* [Task directions]: Reproduce every line of the material below, requests included, adding 129 to each coordinate in the answer pins. The sample coordinates that show the format stay as they are.

====

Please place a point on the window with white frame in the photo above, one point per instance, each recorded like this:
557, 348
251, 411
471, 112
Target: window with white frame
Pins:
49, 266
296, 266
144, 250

====

* [Reply to the task]:
Please place a point on the window with white frame in the photo above, one point per instance, each recorded like this:
557, 348
251, 411
471, 112
Target: window with white frame
Pins:
178, 395
425, 395
273, 379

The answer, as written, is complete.